У нас говорят, что осужденный расплачивается за свой долг. И каждый год искупления — выплата по некоему незримому счету. Долг может оказаться неоплатным — и тогда осужденному отказывают в праве снова стать человеком. И пятидесятилетний каторжник все еще платит за двадцатилетнего мальчика, которого гнев однажды толкнул на убийство.
Судья продолжает, будто размышляя вслух:
«Если надо вызвать страх, если преступления против общества множатся и речь уже идет об эпидемии, — мы караем более сильно. Когда армия разлагается, мы расстреливаем для примера. И тот, кто двумя неделями раньше получил бы три года исправительных работ, расстается с жизнью за мелкий грабеж. Но мы остановили эпидемию, мы спасли людей. Если что и кажется нам аморальным — то не эта жестокость в случаях, когда общество в опасности, а заключение заключенного в рамки одного-единственного слова. Разве убийца является убийцей по своей природе, на всю жизнь, как негр — на всю жизнь негр? Убийца — всего лишь истерзанный человек».
Руки судьи все лепят и лепят невидимую глину.
«Исправлять, исправлять, — говорит он. — Мы достигли на этом пути больших успехов».

◆ **Исходный перечень**:
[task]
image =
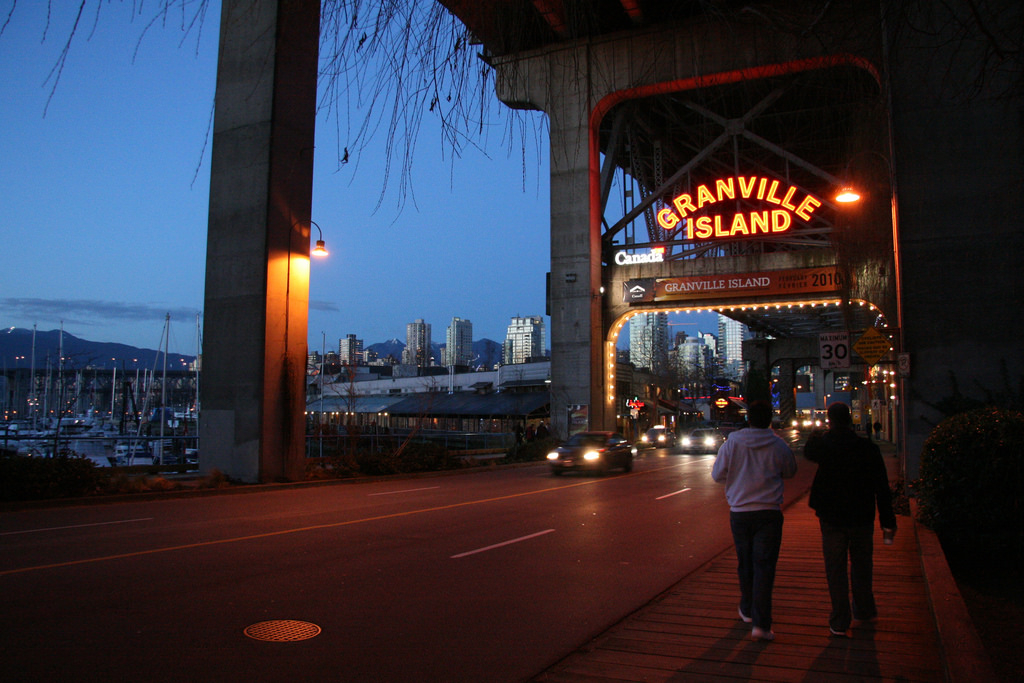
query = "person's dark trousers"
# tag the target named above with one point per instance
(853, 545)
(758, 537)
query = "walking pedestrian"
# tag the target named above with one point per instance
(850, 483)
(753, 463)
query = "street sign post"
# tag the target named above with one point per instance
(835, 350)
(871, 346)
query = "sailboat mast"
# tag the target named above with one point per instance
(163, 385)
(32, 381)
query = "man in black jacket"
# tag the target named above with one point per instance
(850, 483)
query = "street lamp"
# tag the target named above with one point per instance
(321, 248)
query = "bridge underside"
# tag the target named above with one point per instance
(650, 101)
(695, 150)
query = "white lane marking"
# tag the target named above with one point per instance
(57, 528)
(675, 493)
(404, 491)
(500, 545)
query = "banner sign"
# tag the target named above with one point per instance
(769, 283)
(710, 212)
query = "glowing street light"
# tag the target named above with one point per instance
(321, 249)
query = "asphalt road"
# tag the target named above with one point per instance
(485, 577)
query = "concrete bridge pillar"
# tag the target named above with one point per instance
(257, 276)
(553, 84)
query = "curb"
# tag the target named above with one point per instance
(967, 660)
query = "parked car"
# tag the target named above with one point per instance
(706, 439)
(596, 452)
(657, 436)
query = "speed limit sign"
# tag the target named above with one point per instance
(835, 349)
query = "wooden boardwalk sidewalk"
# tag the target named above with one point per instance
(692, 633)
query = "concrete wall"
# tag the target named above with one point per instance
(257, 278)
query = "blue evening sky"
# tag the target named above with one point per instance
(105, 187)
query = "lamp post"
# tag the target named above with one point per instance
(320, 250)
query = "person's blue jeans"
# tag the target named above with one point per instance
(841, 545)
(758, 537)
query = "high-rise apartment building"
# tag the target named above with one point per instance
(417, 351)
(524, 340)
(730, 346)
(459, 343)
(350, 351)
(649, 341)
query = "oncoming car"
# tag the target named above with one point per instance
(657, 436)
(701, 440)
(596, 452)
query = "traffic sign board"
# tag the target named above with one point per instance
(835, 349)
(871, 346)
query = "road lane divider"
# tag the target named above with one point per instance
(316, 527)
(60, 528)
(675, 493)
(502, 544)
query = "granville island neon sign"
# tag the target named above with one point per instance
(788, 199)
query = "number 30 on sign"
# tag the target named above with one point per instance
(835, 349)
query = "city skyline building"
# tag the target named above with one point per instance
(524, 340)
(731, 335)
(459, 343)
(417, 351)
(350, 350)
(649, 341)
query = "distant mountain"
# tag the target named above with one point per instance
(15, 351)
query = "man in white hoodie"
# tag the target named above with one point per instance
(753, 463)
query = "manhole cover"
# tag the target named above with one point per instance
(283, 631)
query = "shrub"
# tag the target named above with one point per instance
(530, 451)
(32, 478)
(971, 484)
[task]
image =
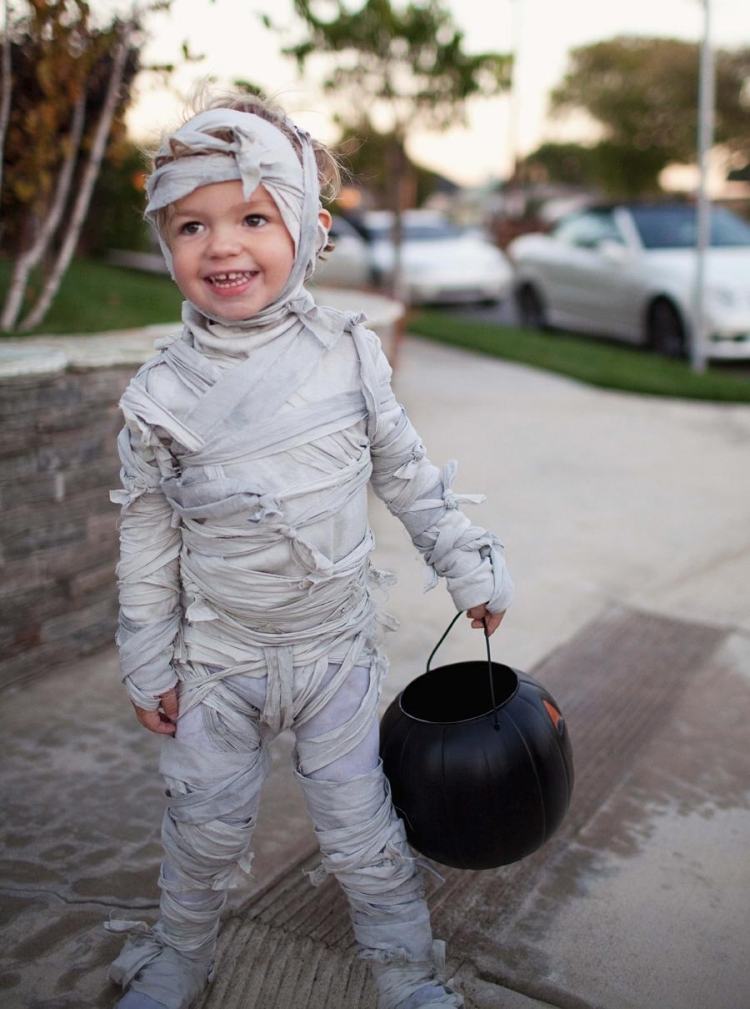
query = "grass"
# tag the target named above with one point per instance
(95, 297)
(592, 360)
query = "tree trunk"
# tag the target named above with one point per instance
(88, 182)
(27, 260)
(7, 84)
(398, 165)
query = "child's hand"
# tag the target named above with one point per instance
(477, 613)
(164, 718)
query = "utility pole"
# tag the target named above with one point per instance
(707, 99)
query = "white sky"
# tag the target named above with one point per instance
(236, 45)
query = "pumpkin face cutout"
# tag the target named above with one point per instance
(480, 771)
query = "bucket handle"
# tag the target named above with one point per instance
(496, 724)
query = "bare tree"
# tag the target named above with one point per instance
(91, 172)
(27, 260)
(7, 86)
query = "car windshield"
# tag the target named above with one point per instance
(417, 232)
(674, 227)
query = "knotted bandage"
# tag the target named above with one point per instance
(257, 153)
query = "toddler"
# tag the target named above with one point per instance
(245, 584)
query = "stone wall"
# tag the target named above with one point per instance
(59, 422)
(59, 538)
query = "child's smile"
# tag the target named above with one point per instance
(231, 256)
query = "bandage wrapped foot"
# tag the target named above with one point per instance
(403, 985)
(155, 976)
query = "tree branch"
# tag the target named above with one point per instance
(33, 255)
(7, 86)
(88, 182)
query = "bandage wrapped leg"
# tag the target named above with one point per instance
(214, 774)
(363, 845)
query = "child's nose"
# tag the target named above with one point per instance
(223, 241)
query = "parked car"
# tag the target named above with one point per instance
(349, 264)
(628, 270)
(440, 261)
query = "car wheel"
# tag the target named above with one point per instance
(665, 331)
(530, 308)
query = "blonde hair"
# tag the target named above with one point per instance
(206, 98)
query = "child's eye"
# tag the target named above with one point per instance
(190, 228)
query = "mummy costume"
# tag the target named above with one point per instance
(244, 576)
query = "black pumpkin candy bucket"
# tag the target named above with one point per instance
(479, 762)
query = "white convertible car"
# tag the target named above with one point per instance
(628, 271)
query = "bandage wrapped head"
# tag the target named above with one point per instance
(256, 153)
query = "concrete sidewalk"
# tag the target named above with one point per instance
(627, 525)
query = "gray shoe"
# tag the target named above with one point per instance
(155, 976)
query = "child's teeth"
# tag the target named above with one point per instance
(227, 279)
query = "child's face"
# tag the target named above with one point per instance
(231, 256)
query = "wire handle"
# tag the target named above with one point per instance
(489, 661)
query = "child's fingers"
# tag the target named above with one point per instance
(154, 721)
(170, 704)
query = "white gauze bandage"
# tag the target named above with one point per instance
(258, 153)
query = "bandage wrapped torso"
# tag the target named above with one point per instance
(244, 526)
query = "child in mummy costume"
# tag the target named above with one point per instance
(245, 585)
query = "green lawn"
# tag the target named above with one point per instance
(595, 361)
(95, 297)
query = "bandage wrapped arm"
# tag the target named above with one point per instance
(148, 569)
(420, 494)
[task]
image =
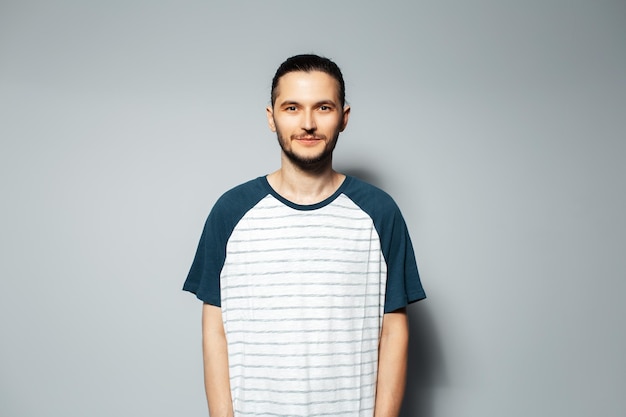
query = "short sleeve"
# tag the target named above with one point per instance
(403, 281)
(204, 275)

◆ **Задание и требования**:
Ответьте по статье на следующие вопросы:
(а) За кого все еще платит пятидесятилетний каторжник?
(б) Как поступают, когда армия разлагается?
(в) Кем судья называет убийцу?
Перечень получен из другого источника.

◆ **Решение задания**:
(а) За двадцатилетнего мальчика, которого гнев однажды толкнул на убийство.
(б) Расстреливают для примера.
(в) Всего лишь истерзанным человеком.